#### [Data section]
----
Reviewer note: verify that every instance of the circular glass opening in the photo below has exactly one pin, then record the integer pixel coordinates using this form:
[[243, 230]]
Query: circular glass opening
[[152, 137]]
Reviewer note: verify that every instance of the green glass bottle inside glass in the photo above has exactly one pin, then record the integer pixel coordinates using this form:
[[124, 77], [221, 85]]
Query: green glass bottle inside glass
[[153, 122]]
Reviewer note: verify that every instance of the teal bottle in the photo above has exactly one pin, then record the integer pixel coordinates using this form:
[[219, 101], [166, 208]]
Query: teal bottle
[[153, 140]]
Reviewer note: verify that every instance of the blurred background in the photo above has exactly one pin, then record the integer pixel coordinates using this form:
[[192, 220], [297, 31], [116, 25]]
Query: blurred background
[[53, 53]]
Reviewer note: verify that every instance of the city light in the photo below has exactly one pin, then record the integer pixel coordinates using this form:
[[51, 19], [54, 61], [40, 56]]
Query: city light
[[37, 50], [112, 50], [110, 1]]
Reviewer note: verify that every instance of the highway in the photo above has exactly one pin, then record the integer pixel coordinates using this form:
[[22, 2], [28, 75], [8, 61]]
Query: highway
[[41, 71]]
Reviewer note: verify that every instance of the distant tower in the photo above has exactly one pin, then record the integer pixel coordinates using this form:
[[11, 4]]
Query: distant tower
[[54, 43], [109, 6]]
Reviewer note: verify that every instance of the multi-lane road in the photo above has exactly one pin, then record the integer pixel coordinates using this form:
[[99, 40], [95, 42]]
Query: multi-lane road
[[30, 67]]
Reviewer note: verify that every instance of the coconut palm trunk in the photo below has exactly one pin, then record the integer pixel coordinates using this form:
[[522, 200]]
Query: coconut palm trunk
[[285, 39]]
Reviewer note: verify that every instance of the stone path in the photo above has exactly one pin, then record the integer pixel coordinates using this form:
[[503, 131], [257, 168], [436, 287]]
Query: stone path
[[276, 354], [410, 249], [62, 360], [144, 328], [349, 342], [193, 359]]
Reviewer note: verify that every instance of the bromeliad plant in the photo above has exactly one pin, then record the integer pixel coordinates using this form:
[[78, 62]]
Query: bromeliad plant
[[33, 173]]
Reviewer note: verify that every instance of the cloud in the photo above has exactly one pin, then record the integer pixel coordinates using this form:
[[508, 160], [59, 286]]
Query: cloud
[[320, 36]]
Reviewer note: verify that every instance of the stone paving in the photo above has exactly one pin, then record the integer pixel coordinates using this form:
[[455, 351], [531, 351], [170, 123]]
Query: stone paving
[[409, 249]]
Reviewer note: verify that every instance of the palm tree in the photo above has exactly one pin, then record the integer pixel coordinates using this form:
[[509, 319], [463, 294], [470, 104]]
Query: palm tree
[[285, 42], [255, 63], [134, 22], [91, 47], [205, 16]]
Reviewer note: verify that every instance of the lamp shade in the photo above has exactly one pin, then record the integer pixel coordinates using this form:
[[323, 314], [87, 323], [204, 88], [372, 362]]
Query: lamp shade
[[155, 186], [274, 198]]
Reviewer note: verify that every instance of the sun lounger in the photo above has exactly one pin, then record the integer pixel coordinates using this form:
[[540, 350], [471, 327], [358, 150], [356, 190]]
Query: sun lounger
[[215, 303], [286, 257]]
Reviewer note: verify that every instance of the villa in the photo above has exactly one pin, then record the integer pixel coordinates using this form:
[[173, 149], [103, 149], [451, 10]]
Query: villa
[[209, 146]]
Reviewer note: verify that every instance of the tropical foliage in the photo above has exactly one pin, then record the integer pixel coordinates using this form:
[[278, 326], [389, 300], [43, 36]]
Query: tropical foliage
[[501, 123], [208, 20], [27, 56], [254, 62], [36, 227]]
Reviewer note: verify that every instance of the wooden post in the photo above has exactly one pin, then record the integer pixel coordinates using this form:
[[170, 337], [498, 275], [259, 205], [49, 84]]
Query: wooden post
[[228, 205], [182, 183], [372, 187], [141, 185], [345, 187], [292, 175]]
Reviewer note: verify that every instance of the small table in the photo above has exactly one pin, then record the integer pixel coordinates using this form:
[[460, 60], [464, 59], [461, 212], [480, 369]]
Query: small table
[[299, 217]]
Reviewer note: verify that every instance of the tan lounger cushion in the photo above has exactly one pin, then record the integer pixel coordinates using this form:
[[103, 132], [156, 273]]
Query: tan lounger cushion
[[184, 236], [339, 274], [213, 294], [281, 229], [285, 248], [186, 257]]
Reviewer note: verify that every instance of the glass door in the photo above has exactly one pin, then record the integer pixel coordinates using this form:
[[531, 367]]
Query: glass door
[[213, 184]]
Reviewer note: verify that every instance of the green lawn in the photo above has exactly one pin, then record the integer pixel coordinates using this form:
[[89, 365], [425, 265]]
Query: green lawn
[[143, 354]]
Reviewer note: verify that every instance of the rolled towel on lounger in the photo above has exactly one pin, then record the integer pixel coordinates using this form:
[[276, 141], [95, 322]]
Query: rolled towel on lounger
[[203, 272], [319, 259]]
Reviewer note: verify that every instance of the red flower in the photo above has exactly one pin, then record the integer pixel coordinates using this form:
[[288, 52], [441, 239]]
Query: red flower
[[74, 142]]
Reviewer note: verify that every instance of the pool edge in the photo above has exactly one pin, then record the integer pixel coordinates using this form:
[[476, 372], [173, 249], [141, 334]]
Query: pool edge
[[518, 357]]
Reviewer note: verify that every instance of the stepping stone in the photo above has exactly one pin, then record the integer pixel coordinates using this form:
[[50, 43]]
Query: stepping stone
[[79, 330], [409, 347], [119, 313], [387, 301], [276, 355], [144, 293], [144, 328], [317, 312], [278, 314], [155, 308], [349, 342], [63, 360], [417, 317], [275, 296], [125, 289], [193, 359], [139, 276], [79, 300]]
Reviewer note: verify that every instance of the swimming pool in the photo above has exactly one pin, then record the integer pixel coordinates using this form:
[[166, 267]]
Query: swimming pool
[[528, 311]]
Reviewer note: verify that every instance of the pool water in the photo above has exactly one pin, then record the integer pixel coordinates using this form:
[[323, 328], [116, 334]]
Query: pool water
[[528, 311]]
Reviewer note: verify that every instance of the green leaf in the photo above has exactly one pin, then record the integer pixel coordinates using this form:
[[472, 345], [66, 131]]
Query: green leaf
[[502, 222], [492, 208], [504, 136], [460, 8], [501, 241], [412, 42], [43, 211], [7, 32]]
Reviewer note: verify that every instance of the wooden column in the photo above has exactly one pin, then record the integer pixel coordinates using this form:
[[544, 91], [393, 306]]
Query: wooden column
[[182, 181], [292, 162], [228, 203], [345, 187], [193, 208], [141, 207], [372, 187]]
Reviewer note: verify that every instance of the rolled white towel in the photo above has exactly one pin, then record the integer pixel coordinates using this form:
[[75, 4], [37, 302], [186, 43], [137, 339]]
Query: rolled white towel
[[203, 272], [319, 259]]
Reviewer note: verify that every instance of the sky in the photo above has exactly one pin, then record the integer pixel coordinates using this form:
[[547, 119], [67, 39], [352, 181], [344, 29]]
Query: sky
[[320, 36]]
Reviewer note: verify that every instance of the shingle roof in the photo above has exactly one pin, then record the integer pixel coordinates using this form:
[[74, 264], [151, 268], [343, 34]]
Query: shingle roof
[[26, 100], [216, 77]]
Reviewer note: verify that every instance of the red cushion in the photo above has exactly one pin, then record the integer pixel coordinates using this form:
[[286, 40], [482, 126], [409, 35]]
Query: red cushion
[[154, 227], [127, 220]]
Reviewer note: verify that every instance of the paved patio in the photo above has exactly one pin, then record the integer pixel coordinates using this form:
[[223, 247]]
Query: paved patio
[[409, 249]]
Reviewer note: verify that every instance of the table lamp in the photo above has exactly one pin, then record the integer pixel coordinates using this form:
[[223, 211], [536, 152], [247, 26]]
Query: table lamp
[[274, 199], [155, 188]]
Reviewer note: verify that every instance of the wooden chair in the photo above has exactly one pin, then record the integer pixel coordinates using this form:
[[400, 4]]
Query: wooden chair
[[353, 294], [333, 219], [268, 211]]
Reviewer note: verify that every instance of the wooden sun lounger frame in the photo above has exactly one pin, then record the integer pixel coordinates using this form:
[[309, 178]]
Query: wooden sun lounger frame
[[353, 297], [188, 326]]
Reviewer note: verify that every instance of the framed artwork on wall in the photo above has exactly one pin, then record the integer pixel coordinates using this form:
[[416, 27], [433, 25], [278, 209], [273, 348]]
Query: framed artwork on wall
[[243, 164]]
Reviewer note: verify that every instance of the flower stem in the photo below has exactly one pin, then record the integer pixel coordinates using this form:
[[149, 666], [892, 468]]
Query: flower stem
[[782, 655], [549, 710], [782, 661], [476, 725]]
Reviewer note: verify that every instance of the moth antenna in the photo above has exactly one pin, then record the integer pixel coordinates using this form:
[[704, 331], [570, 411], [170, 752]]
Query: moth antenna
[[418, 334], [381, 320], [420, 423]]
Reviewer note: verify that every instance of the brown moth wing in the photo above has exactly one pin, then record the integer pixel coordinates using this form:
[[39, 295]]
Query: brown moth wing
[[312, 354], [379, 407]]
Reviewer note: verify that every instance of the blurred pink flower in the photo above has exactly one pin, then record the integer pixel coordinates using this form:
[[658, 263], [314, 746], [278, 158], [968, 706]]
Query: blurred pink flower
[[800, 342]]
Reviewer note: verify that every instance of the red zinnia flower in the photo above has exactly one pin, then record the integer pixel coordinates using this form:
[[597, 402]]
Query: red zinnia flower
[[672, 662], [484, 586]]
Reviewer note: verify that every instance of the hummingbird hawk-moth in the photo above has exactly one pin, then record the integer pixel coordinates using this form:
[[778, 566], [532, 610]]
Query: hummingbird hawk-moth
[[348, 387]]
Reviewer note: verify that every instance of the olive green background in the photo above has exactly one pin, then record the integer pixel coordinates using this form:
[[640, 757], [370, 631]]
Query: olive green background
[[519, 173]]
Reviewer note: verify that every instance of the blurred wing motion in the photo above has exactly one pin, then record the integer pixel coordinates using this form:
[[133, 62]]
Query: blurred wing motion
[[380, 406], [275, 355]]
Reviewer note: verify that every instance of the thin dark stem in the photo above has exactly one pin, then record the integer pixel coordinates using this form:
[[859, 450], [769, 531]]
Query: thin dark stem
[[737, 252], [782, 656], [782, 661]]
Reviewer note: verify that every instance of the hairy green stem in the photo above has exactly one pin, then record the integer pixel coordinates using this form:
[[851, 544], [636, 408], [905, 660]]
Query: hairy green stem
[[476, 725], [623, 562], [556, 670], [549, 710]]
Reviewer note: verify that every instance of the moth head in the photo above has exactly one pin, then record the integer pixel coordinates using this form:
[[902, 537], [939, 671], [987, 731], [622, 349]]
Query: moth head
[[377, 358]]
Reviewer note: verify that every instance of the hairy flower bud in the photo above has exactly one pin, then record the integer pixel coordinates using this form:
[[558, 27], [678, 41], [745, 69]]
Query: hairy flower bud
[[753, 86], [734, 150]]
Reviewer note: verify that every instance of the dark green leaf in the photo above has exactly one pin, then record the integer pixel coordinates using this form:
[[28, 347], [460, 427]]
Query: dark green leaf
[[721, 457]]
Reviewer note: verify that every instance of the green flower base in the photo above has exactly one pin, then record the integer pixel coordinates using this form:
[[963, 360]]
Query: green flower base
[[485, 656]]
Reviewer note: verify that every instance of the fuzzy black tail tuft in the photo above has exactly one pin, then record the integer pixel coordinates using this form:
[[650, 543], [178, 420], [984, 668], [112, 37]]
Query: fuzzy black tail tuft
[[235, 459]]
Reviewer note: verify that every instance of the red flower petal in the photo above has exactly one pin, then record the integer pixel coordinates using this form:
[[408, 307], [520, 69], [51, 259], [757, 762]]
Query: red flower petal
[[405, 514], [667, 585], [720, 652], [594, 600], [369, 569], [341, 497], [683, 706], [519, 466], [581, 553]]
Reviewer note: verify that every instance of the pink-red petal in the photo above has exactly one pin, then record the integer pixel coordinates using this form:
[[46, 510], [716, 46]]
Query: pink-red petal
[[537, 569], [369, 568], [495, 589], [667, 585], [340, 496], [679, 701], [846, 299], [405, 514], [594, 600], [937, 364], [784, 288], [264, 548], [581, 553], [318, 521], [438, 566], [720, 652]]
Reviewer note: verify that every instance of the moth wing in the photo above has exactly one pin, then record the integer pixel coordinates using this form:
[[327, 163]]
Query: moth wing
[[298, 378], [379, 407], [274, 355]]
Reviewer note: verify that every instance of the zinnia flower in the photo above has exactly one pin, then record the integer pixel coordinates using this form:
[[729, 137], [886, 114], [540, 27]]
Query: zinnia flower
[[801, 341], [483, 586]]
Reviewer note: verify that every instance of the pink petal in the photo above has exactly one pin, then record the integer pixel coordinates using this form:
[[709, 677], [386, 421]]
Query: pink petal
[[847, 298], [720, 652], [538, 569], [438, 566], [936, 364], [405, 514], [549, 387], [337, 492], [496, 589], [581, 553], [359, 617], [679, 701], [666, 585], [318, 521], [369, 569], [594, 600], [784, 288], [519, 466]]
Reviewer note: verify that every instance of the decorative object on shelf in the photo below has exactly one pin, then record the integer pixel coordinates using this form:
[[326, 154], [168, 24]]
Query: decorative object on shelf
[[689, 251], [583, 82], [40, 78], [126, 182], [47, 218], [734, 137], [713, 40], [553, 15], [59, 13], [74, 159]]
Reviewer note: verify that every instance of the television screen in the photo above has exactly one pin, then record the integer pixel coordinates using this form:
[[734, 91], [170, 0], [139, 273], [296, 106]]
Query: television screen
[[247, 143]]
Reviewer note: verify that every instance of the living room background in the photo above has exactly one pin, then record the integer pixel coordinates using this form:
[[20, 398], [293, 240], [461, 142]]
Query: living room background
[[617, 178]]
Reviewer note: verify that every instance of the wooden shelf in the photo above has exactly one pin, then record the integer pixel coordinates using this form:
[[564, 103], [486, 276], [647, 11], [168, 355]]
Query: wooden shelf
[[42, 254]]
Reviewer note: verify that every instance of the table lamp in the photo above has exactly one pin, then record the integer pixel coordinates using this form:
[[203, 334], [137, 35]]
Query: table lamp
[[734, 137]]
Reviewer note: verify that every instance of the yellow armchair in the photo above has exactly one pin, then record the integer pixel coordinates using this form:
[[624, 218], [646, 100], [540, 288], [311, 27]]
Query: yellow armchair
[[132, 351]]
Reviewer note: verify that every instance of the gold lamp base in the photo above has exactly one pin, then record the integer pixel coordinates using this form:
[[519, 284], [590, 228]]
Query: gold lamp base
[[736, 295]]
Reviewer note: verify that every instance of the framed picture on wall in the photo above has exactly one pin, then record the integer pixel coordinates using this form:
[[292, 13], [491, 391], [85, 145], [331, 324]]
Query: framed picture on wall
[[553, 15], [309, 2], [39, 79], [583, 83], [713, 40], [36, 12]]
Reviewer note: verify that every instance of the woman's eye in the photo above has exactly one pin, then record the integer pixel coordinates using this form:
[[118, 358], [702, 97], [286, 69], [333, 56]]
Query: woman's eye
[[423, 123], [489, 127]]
----
#### [Do this]
Rewrite the stretch from "Reviewer note: verify that every instance of the wooden sun" through "[[353, 297], [188, 326]]", replacing "sun lounger" with "deck chair" and changing nothing else.

#### [Response to the exercise]
Reviewer note: verify that every instance of the wooden deck chair frame in the photo above has exactly one pin, then record the integer pixel coordinates using this form:
[[309, 178]]
Query: wooden deck chair frame
[[353, 297], [188, 326]]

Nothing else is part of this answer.